-- Task to carry out --
Render every line of the data below as a JSON list of strings, one string per line, with blank lines omitted.

-- Material provided --
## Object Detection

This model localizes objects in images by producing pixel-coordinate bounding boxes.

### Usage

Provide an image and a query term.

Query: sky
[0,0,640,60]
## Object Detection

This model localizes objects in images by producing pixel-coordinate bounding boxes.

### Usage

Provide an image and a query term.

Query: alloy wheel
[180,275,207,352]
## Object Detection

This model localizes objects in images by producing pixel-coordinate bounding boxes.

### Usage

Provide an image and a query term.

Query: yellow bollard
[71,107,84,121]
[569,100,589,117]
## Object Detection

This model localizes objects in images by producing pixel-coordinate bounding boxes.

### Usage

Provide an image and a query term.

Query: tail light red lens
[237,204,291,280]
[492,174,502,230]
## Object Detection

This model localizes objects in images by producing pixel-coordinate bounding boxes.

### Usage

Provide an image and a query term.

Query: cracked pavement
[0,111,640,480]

-- Output for this exercise --
[
  "## Object Detection",
  "This model localizes objects in images by producing pixel-coordinate bounding boxes.",
  "### Usage",
  "Provide an image and a query term.",
  "Query: sky",
  "[0,0,640,60]",
  "## Object Detection",
  "This model localizes objects in images by producing pixel-coordinate bounding boxes.",
  "### Usage",
  "Provide an image and a query term.",
  "Query: alloy wheel",
  "[180,275,207,352]",
  "## Object Detection",
  "This model localizes objects in images by producing pixel-coordinate bounding boxes.",
  "### Usage",
  "Provide an image and a query term.",
  "Query: yellow bollard",
  "[71,107,84,121]",
  "[569,100,589,117]",
  "## Object Detection",
  "This model localizes objects in images by producing pixel-coordinate bounding boxes.",
  "### Usage",
  "Provide an image and a query term.",
  "Query: tail light red lens",
  "[237,204,291,280]",
  "[492,174,502,230]",
  "## Object Detection",
  "This model localizes objects in images by producing pixel-coordinate bounding boxes.",
  "### Usage",
  "Provide an image and a query term.",
  "Query: cracked pavement",
  "[0,111,640,480]"
]